Next time you’re on a train. Look around you. Everyone’s on their phones. It’s a bit eerie!
That pocket-sized supercomputer that contains your life. 1,270 times faster than the Apollo 11 guidance computer that guided man to the moon in 1969.
I often say –
“What the hell did we do before mobile phones?”
It’s difficult to remember. You had to make arrangements to meet someone and stick to it. Actually turn up on time. You had to use a map or ask for directions. You carried a separate camera.
It’s hard to tell how often the average person checks their phone. A general number coming out of reports is 80. That’s once every 18 minutes over 24 hours or every 12 minutes over 16 hours. Remember this is average. My Mum checks her phone about every 2 days, so there are some at the other end that check way over 80 times a day.
As the title of the post says. They distract us and stop us from doing the stuff we should be doing. The difficult stuff. It’s a form of procrastination that we welcome as it pulls us out of the monotony of modern life, if only for a few minutes.
As one of my favourite writers, Mark Manson says
“All reactions can be divided up in two ways: Solutions and Distractions”.
And our phones are a massive distraction.
There’s a time and productivity cost to checking your phone. It can take 25 minutes to refocus on the task at hand. They affect your sleep and Facebook can increase loneliness affecting your mental health.
If your phone is sucking the life out of you or sucking your life into it. Here are a few things that can help
The actual phone
Turn off your notifications – these are what distract us the most. The dopamine hit of a notification flashing up and then feeling we have to respond to it then and there. Turn them off.
Delete apps – Be brave. All it is a piece of software that enables you not go through a web page. If you are serious about trying to reduce screen time, delete them. You can always put them back, but it may work.
Play phone stack – when dining with friends, everyone puts their phones in the middle of the table, face down on top of one another. The first person to take their phone and check it has to pick up the bill or do the washing up.

Saved data entries:
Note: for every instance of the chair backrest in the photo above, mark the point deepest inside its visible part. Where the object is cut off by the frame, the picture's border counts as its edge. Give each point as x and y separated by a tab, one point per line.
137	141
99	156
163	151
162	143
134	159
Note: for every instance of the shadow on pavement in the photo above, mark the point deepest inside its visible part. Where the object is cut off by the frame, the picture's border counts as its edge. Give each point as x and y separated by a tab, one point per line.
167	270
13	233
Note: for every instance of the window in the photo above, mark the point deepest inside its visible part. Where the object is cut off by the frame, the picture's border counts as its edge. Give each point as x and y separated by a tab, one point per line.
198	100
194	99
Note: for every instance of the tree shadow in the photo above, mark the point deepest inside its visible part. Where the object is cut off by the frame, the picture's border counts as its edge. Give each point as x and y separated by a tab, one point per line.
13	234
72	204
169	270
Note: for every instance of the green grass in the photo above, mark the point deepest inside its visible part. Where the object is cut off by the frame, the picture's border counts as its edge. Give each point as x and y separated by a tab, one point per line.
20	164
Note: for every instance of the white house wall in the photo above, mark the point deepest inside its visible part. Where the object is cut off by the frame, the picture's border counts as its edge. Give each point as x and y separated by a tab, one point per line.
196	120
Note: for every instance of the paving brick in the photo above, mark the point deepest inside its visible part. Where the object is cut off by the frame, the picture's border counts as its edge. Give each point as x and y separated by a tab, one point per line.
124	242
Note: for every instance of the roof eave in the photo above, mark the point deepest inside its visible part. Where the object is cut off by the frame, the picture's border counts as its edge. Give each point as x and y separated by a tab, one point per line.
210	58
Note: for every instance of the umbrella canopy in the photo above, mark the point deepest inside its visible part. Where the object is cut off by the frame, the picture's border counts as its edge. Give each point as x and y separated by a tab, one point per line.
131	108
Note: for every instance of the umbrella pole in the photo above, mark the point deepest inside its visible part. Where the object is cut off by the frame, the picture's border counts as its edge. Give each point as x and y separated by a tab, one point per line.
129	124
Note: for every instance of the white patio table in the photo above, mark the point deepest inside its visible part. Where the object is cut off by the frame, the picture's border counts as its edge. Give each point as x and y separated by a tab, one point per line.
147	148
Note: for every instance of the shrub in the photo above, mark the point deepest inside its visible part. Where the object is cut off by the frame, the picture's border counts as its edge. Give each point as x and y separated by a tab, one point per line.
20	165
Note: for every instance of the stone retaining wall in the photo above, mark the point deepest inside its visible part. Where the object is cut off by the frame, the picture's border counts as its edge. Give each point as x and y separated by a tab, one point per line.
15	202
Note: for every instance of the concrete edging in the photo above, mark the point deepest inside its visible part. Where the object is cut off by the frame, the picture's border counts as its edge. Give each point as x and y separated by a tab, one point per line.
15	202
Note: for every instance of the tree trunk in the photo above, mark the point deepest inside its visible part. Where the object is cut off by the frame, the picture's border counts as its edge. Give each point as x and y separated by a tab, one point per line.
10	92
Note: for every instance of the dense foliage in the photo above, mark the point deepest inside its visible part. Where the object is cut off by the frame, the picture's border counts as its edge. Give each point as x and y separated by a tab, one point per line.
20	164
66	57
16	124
==
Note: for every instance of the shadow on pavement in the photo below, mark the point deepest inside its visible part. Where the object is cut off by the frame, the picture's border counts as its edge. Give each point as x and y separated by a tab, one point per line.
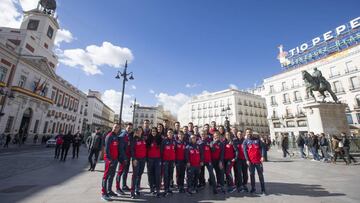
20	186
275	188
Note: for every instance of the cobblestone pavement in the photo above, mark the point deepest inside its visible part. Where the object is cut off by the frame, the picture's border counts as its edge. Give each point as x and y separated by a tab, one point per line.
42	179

== Study questions ==
[a] Translate this sentence from the post about phone distraction into Spanish: "There’s a time and productivity cost to checking your phone."
[b] In the post about phone distraction, how long can it take to refocus on the task at hand?
[c] Carry on writing the post about phone distraction, starting after its final sentence.

== Set of answers ==
[a] Revisar el teléfono tiene un costo en tiempo y en productividad.

[b] It can take 25 minutes.

[c]
Try Forest app – you set an amount of time you want to focus. You plant a seed in the forest. During the set time it grows and if you leave the app within the time you set, you kill the tree. Over time you can plant more trees and grow your forest.
Check your personal email twice a day. Turn the notifications off. This will massively increase your productivity.
Reduce the number of emails you get. Unsubscribe. Do you still need to be on the subscription list of the holiday competition you entered 5 years ago? Nope.
Be deliberate. Be present.
If you have 5 minutes to wait for a train or a friend, try not pulling your phone out.
Only look at your phone when you’re not engaged in another task.
Put your phone in the boot/trunk while you drive.
Go back to the old school
Nokia may well have tapped into the malaise with smartphones. Be super trendy and buy a Nokia 3310. It calls and texts, has a standby battery for up to a month and has no Wi-Fi or GPS connectivity. So no Facebook, Instagram or WhatsApp. But it does have Snake.
Most smartphones now have apps or built-in functions (such as Night Shift on iPhones) that combat blue light. They stop the suppression of the release of melatonin (the hormone that controls your body clock) that comes from bright screens. But phones can still affect your sleep as you endlessly scroll through Facebook.
Digital switch off – have a digital switch off time an hour before bed.
Leave your phone outside of the bedroom – if you do keep it in the bedroom, turn it to Flight Mode. Though there’s not a conclusion on brain tumours and mobile phones. Why risk it?
Or turn on Do not disturb – If you have Favourites set up on your iPhone, they are still able to call you in this mode, but notifications will be off.
Read – a real book not facebook.
Do the other thing – that beds are synonymous with!
Get a separate Alarm clock – the majority of people use their phone as an alarm clock. Therefore it ends up being the last thing you put down (whilst setting alarm clock) and the first thing to pick up in the morning (whilst turning off the alarm clock).
Don’t touch your phone in the morning – Do what you need to do first. Be it meditation or a workout or just making breakfast.
Really struggling? Take a digital detox.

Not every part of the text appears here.